What will avoid leverage purging are the value stocks that live and breathe on their own merits and without the artificial perpetual bids that arrive at the beginning of every month from these passive funds. The supply of stock that will need to be sold in the passive funds will be in stark contrast to the companies that never made it to the dance (inclusion in the ETF baskets).

 

The Junior Resource Sector

 

So where, pray tell, does that leave the junior resource sector?

Firstly, the junior gold stocks (producers, developers, and explorers) could not be expected to enter any kind of a mania resembling crypto or cannabis, or tech, with a gold price down 21.1% since August 2020.

In the period since that peak, we have seen massive fiscal and monetary stimulus, geopolitical turmoil, and bond market blow-ups, the nature of which in past eras would have money gushing into the metals.

However, the only place on the planet where that failed to occur was North America, where the dominance of the U.S. dollar neutralized any need for safe haven positioning because owning dollars (or living in a country that creates them) is the safe haven.

People in Turkey, Argentina, and Latin America have all seen their currencies decline against the greenback, so they have been buying vast quantities of gold and silver and benefitting greatly, in addition to moving huge amounts of domestic savings into the dollar.

Canadian investors have seen their currency hold up incredibly well versus the USD, and for the life of me, I do not know why. Household debt-to-income levels are magnitudes higher than American levels pre-GFC in 2008.

The national debt-to-GDP numbers have Canada ahead of the U.S., Japan, the U.K., and China amidst the largest real estate bubble in the history of modern record-keeping.

※

Aim: Please pick up the commentary on the junior resource sector after its last sentence, on Canada's debt-to-GDP numbers, and keep writing it.

※

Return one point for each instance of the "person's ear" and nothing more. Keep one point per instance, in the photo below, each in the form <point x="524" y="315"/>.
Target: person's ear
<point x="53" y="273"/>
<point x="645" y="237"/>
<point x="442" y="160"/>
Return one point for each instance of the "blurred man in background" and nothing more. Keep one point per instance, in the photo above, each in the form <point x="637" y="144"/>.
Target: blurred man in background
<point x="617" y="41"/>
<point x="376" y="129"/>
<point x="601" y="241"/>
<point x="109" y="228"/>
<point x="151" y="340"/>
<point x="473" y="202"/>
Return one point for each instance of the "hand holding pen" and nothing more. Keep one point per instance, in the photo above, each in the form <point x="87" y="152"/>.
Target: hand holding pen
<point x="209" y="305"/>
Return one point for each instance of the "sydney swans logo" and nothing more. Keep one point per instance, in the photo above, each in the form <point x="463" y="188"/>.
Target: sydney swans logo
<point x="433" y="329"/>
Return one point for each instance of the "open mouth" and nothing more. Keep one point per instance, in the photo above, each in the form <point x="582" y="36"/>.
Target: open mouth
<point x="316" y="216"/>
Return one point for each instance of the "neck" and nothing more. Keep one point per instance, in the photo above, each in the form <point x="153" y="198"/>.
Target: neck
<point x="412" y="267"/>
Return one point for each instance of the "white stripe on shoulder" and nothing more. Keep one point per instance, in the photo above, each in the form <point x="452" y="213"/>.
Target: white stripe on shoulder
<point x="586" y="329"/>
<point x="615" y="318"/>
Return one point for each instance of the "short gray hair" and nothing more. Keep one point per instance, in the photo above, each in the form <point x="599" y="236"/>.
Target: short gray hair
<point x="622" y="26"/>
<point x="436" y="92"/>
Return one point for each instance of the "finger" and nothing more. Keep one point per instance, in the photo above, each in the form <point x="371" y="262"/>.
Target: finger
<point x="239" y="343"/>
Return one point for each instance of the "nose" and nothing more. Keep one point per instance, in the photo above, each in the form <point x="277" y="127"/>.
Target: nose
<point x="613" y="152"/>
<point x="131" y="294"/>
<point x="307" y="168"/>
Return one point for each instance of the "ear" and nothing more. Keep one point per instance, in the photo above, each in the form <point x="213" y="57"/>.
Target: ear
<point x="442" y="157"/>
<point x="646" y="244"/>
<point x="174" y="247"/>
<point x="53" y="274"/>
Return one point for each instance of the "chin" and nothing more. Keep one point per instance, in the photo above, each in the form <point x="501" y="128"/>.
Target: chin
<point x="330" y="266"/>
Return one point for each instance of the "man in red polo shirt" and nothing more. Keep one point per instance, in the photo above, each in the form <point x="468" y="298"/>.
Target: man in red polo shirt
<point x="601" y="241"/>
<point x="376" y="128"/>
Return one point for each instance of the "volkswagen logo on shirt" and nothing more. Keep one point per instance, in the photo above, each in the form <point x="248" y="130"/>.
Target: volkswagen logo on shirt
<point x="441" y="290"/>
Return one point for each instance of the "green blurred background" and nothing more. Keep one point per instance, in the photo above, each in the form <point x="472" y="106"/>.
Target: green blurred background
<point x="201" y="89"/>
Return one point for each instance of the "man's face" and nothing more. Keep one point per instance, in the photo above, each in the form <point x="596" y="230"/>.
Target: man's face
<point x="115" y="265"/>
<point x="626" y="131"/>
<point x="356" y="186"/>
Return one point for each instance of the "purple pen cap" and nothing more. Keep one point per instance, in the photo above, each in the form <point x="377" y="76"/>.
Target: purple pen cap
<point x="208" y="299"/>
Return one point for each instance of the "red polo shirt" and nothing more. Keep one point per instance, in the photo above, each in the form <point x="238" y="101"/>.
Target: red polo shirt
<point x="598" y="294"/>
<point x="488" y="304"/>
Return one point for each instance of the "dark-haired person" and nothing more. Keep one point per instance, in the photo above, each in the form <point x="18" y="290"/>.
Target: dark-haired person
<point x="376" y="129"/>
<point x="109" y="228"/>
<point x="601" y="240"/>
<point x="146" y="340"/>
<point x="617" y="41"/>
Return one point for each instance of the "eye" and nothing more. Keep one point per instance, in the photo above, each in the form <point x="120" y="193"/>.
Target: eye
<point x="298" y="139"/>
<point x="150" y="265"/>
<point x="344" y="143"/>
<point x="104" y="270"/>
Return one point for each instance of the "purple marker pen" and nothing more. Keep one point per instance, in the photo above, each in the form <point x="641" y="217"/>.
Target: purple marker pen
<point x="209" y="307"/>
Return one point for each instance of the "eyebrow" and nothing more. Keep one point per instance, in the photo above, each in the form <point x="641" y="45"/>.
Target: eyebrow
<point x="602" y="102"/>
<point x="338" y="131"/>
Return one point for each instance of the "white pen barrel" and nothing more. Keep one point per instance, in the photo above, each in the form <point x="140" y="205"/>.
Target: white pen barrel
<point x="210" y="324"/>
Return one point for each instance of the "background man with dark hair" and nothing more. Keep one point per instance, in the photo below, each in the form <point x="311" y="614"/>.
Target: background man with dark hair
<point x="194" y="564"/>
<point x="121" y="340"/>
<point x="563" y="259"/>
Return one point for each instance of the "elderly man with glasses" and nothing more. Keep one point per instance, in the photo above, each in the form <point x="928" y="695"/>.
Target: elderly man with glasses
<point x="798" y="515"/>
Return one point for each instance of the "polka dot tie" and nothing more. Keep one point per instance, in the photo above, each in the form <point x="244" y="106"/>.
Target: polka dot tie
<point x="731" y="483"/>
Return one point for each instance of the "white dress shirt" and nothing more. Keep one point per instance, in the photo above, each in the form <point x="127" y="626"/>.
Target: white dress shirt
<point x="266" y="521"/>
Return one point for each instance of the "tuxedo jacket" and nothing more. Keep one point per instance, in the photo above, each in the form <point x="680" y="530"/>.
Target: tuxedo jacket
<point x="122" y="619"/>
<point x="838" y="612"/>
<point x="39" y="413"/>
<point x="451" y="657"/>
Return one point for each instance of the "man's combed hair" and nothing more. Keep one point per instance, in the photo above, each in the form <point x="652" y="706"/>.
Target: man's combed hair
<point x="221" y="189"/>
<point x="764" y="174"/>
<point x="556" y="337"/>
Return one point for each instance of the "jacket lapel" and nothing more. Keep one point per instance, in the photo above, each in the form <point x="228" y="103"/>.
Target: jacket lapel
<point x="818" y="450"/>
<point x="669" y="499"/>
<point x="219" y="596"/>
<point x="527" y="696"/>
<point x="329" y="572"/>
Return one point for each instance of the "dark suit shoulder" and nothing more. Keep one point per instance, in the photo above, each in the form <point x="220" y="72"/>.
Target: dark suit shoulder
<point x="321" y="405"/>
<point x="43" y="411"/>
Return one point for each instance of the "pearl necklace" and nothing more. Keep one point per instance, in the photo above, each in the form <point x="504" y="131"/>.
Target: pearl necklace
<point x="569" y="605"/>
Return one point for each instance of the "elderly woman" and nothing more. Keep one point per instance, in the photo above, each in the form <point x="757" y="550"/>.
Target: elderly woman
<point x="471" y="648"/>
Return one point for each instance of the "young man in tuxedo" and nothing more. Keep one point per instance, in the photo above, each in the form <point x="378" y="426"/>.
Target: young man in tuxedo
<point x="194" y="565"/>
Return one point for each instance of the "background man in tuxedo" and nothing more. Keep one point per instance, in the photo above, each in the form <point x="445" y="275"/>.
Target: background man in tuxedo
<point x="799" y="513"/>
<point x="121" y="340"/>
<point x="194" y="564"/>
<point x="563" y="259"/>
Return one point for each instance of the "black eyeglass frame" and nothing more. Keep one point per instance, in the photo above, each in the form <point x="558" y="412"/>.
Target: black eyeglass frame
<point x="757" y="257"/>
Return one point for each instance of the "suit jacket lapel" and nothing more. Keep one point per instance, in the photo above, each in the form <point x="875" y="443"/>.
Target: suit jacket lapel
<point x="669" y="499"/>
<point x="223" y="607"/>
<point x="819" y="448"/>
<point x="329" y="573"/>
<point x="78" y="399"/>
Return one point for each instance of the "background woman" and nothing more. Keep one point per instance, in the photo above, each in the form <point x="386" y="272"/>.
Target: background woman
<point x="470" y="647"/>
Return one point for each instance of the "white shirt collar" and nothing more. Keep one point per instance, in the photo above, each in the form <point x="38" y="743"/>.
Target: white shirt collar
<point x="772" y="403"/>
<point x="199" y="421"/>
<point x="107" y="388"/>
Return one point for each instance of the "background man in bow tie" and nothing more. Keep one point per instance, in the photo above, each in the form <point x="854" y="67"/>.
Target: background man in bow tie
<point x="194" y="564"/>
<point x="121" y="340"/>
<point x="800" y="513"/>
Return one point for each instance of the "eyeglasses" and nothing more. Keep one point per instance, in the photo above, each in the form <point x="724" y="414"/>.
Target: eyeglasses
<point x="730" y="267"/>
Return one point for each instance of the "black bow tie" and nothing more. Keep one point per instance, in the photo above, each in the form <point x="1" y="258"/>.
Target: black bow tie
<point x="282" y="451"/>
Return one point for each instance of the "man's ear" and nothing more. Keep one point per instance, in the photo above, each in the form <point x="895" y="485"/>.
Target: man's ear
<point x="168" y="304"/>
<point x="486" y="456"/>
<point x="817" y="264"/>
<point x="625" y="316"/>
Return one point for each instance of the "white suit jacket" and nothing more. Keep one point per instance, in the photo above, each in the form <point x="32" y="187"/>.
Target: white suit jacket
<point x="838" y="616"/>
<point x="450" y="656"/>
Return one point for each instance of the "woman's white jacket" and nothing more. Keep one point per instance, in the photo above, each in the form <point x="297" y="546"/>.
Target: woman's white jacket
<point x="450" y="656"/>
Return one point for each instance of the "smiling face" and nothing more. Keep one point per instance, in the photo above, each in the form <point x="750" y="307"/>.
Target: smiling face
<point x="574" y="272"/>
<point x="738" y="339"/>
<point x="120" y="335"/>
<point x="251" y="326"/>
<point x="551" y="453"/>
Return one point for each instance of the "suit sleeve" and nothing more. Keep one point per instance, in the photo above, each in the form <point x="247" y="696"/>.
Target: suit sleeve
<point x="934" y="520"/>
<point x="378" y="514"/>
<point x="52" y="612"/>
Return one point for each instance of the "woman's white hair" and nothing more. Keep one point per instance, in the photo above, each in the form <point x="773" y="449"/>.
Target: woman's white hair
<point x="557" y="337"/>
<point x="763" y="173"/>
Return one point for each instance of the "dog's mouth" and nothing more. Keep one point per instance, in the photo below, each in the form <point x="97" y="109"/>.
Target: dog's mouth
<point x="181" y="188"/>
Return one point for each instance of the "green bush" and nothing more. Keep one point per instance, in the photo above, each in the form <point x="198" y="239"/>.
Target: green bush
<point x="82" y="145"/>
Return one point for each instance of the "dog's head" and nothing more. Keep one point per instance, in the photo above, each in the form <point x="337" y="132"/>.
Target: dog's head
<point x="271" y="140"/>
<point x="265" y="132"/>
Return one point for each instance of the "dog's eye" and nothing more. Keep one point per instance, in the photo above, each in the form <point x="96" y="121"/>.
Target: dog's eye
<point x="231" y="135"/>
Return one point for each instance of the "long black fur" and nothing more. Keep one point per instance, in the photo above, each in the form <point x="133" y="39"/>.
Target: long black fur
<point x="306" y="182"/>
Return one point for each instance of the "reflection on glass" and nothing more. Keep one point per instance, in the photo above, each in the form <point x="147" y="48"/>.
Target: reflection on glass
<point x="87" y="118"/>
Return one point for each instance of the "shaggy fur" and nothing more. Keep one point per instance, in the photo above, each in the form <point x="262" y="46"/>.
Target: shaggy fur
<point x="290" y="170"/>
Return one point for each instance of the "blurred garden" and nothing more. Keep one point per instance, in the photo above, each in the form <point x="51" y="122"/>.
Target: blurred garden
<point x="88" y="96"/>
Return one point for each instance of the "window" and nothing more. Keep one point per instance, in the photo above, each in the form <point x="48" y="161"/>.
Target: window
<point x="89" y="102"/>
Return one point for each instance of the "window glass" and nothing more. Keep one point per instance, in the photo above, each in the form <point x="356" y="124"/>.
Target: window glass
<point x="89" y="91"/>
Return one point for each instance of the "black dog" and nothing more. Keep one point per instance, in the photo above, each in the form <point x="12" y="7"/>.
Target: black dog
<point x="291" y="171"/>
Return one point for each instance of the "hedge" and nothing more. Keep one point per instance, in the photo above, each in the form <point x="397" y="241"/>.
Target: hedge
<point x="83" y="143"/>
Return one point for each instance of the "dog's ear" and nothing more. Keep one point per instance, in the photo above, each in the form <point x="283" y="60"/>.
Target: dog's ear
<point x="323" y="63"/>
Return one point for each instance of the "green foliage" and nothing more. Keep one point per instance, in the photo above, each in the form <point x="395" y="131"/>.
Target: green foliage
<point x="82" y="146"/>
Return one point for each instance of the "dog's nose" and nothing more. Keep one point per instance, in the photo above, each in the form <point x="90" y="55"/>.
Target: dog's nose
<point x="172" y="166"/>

※

Exercise response:
One would think that of all the countries in the world in need of safe havens, Canada would be at the forefront.

The problem is that, unlike the U.S., Canada does not hold a reserve currency status, so no one is stockpiling Canadian dollars as an insurance policy against sovereign default.

The Canadian banks operate like miniature versions of the big U.S. banks, so currency traders focus on what the banks are doing rather than on what the government is doing, and therein lies the opportunity.

If anyone making investment decisions were watching the fiscal train wreck lying on the horizon, the CAD would be in the low CA$0.60’s versus the USD.

Canadian and American speculators once used the TSX Venture Exchange as their preferred non-casino location for gambling — owning those Canadian resource companies famous the world over for a) delivering phenomenal mineral discoveries resulting in enormous capital gains and b) fulfilling Mark Twain’s definition of a gold mine: “A hole in the ground with a liar at the top.

Canadian exploration companies have indeed delivered some amazing returns but what must be recognized is the role of the promoter — the jockey — in advancing the project.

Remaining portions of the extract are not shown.